■ **Records for the exercise**
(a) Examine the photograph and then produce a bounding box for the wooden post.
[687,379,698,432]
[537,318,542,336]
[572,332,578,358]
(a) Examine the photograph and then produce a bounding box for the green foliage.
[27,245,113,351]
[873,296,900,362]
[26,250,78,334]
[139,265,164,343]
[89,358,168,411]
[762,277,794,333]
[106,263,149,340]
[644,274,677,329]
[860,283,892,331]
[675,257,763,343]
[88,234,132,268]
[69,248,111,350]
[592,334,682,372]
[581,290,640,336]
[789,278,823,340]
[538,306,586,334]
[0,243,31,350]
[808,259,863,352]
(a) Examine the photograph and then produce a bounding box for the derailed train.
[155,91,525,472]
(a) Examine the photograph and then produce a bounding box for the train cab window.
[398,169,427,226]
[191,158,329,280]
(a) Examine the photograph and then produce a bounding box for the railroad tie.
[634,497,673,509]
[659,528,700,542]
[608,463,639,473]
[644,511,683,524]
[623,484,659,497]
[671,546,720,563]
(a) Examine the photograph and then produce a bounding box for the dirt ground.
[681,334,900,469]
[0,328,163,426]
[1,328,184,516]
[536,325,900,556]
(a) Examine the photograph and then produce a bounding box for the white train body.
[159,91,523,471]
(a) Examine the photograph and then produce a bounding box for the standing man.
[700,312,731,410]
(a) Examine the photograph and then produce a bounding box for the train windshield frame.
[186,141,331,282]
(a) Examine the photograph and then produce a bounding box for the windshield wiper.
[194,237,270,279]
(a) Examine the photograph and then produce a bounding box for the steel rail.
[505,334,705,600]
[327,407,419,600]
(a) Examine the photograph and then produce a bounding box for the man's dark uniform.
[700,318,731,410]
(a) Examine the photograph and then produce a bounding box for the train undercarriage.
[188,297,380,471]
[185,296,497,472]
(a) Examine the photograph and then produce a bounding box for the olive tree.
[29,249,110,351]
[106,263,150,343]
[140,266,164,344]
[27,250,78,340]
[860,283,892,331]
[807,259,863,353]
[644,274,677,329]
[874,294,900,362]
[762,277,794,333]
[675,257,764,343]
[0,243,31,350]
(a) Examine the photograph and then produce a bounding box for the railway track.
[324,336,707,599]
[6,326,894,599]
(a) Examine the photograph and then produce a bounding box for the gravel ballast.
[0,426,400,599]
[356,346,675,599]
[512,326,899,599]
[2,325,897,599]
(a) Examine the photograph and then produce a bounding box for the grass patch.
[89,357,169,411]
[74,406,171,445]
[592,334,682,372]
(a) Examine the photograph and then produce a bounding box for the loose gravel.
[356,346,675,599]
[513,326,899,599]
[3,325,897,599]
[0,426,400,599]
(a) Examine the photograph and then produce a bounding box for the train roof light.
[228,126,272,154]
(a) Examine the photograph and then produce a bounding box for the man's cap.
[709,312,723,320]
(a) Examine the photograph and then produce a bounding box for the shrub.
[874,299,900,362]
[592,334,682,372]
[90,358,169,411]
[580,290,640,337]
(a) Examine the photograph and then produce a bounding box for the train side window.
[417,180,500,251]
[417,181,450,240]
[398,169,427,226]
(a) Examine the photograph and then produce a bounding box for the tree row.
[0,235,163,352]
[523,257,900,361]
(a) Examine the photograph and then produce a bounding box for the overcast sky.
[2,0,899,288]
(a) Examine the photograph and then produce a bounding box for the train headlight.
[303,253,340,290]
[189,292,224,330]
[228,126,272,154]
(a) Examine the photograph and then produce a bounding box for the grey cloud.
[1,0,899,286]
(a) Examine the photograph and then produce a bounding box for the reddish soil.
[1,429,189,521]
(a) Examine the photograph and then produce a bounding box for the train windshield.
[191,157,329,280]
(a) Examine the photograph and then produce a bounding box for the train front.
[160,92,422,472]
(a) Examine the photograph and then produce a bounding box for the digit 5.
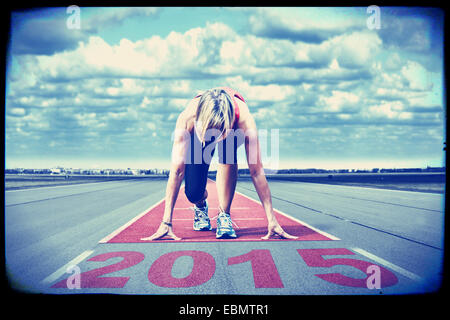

■ **Work to complete**
Return the complete material exactly as it appears, without images.

■ **Response**
(a) Examine the photograph and then produce a bounding box for the wooden post.
[687,379,698,432]
[537,318,542,336]
[572,332,578,358]
(a) Examine the photograph and then produce a bounding box for the green foliage.
[27,245,113,351]
[873,296,900,362]
[26,250,78,334]
[139,265,164,343]
[89,358,168,411]
[762,277,794,333]
[106,263,149,340]
[644,274,677,329]
[860,283,892,331]
[675,257,763,343]
[88,234,132,268]
[69,248,111,350]
[592,334,682,372]
[581,290,640,336]
[789,278,823,340]
[538,306,586,334]
[0,243,31,350]
[808,259,863,352]
(a) Examine the photograph and then produce a bounding box for the derailed train.
[155,91,525,472]
(a) Examine the photograph and then produce a bounding box for the train cab window.
[398,169,427,226]
[191,158,329,280]
(a) Examine the photograph and then produce a bounding box for the railroad tie.
[634,497,673,509]
[659,528,700,542]
[608,463,639,473]
[644,511,683,524]
[623,484,659,497]
[671,546,720,563]
(a) Examine the photograph and then produce a bounding box for the dirt ground.
[681,334,900,469]
[0,328,163,426]
[1,328,184,516]
[536,325,900,556]
(a) Examine the photograph and then produce a bounding box for the white train body.
[159,91,523,471]
(a) Examine the photograph and then produce a bounding box for the standing man.
[700,312,731,410]
(a) Examine the photograph and then produce a bounding box for the train windshield frame.
[186,141,331,282]
(a) Examine the photograph and then produce a bounding box for the windshield wiper.
[194,237,270,279]
(a) Examine the photograph and then produce a bounding box for the steel rail.
[505,334,705,600]
[327,407,419,600]
(a) Examine the photograph and then produce a bounding box for the man's dark uniform.
[700,318,731,410]
(a) Examine the photograph and then produce a bounding box for the train undercarriage.
[188,297,380,471]
[185,296,497,472]
(a) Examine the photograph and then produce a bounding box for the olive tree.
[29,249,110,351]
[106,263,150,343]
[140,266,164,344]
[27,250,78,340]
[860,283,892,331]
[807,259,863,353]
[644,274,677,329]
[874,294,900,362]
[762,277,794,333]
[675,257,764,343]
[0,243,31,350]
(a) Examine the photograph and then produce a bounding box for the railway track.
[324,336,707,599]
[6,326,894,599]
(a) Examine the photograph and then produce a bounding box for the gravel ballast.
[0,426,400,599]
[356,346,675,599]
[512,326,899,599]
[2,325,897,599]
(a) Examine the photograph and then produce a bounding box for the grass patch.
[89,357,169,411]
[74,406,171,445]
[592,334,682,372]
(a) Examine the photograph and then produce a bounding box for the loose gravel.
[356,346,675,599]
[513,326,899,599]
[3,325,897,599]
[0,426,400,599]
(a) Examine the photograph and then produce a bounding box for the train roof light.
[228,126,272,154]
(a) Examine the photograph and then produce a bounding box for the man's cap.
[709,312,723,320]
(a) Examine the photograph and then produce a bounding box for the shrub.
[874,299,900,362]
[592,334,682,372]
[90,358,169,411]
[580,290,640,337]
(a) Examine the photograph and then produce a bounding box for the train side window.
[417,180,500,251]
[417,181,450,240]
[398,169,427,226]
(a) Examine the photograph and then produce a bounding box for the tree row.
[0,235,163,352]
[523,257,900,361]
(a) Examine the photograph and then produce a bounding box for the overcast sky.
[2,0,899,288]
(a) Examine the photograph and then produce a bounding box for the train headlight.
[303,253,340,290]
[189,292,224,330]
[228,126,272,154]
(a) Examine the photograph and then produce a bounding box for the grey cloud.
[1,0,899,286]
(a) Examine the photograph and then produce a bounding box for the reddish soil.
[1,429,189,521]
(a) Examine the photograph and then produce a bounding box for the train windshield.
[191,157,329,280]
(a) Examine the photograph and then produce a bounding box for the train front.
[160,92,422,472]
(a) Examine the photograph and then produce a bounding box for the digit 5.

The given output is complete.